Excerpt provided.
==*==

# how many females have reptiles



## WomaPythons (Apr 20, 2009)

i have found with all girls i talk 2 they hate reptiles but there seems 2 be alot of ladys on this site can the females tel me what herps they have...


----------



## Carpetcleaner (Apr 20, 2009)

I have 2 SW Carpet Pythons and 2 Stimsons Pythons. Next on the wish list is a BHP and a Woma


----------



## Stompsy (Apr 20, 2009)

I only have a bluey right now. Hopefully getting my bredli real soon.

I was never really into reptiles until my partner kept telling me he really wanted a snake. So for his birthday last year I bought him an enclosure and drove his lazy a$$ down to the breeder he'd been talking to. Since then I've fallen completely inlove with them.


----------



## Andie (Apr 20, 2009)

I have longneck turtle. I wanted one since I did an assignment on them in grade 5. I finally got one when I was 20.

I am getting 2 pygmy dragons soon!

I would like to have a snake but it would mean rehoming my mum.


----------



## WomaPythons (Apr 20, 2009)

least there is sum ladys out there


----------



## sara_sabian (Apr 20, 2009)

I have 2 macs, 1 bredli, 2 jungles and a diamond, I've always loved reptiles and fish etc. Not keen on spiders, any other animal I'm fine with.


----------



## WomaPythons (Apr 20, 2009)

i used 2 love my tropical fish 2......but i found my love for reptiles and sold all my fish......i am fillin those tanks up with snakes i cant wait till all my little babys r old enuf 2 breed..oh i hate spiders 2


----------



## ShnakeyGirl (Apr 20, 2009)

I have....2 Bredli 4 Coastals, 1 Jungle, 8 Blue-Tongues, 1 Frilled Neck, 4 Geckos and 1 Saltwater Croc 

(and 6 rats and 2 black moors)


----------



## sara_sabian (Apr 20, 2009)

==*==

Recorded information.
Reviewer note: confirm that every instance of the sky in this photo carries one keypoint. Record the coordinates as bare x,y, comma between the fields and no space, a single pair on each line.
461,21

==*==

Problem requirements. Write the next part of the forum thread about women who keep reptiles, picking up right after its last line. The material above comes from a separate source.

Written answer.
Womapythons; same here, I was breeding a lot of siamese fighters especially, but most of my fish are gone now. I've noticed a lot of people seem to go from fish to reptiles.
ShnakeyGirl: I would LOVE to have a croc, very jealous.


----------



## redbellybite (Apr 20, 2009)

I have a 'little collection'
And also snake catch and relocate all types 
even the hottie venomous ones, that make some blokes scream lift their shirts up and run away ...


----------



## m.punja (Apr 20, 2009)

My gf keeps reps now. She has a collett and a port mac, im going to see about getting her a pair of adult jungles when I got some cash.


----------



## euphorion (Apr 20, 2009)

you should start a poll with only ladies allowed to answer then.
eg, how many reps do you have?
a - 0-5
b - 5-10
c - 10-15
d - 15-20
c - 20 or more

hatchlings not included

i have a bredli, olive, het for albino darwins, mutliple coastal carpets, nine spotteds of different colour morphs etc, but with my bf we also have gtp's, another olive, more bredli coming, bearded dragons etc


----------



## jessieJEALOUSY (Apr 20, 2009)

i have two little thick tailed geckos, hopefully getting a bredli soon ;D


----------



## KaaTom (Apr 20, 2009)

I have 11 snakes & 2 blueys, getting another snake this afternoon... not stopping there either


----------



## Renagade (Apr 20, 2009)

2 snakes, 3 lizards


----------



## Sami66 (Apr 20, 2009)

I have 1 Python. Don't think I am going to stop at one though. LOL I'm in Adelaide


----------



## euphorion (Apr 20, 2009)

well there are 24 soon to be 27 reos in the house at the moment... hehe


----------



## Jewly (Apr 20, 2009)

I've got a Stimson, a Children's, a Woma and a Bredli. I've also got a Central Bearded Dragon, 2 Pygmy Bearded Dragons and 2 Central Netteds. 

Would love to get a BHP but don't have the room.


----------



## Pineapplekitten (Apr 20, 2009)

i have 2 olive pythons, a BHP, a darwin carpet and 2 boyds forest dragons. AND I LUV EM ALL..


----------



## kandi (Apr 20, 2009)

stimmie
childrens
woma
2 hypos coastals
1 coastal


----------



## Rainbow-Serpent (Apr 20, 2009)

I have a jungle 

My wishlist is: an Rbb, a bredli and a bhp and a olive 

Oh, and more jungles, cause they're the best snake in the world (Mine is anyway).


----------



## Amanda2008 (Apr 20, 2009)

I have 2 carpets, 1 bredlii, 1 Jungle, 1 darwin, 2 mackies, 1 stimpson, 1 diamond, 2 pygmy bearded dragons. 1 inland bearded dragon, 1 central bearded bragon and 2 turtles


----------



## TahneeMaree (Apr 20, 2009)

I have a Coastal Carpet Python and a Central Bearded Dragon, saving for a GTP too!


----------



## Gecko :) (Apr 20, 2009)

Hi 

I keep Knobtail Geckos & Central Bearded Dragons,. & Various Pythons (But My Partner looks after the Pythons )

I would LOVE to get some Boyds & Angle Headed Dragons soon down the track


----------



## Lozza (Apr 20, 2009)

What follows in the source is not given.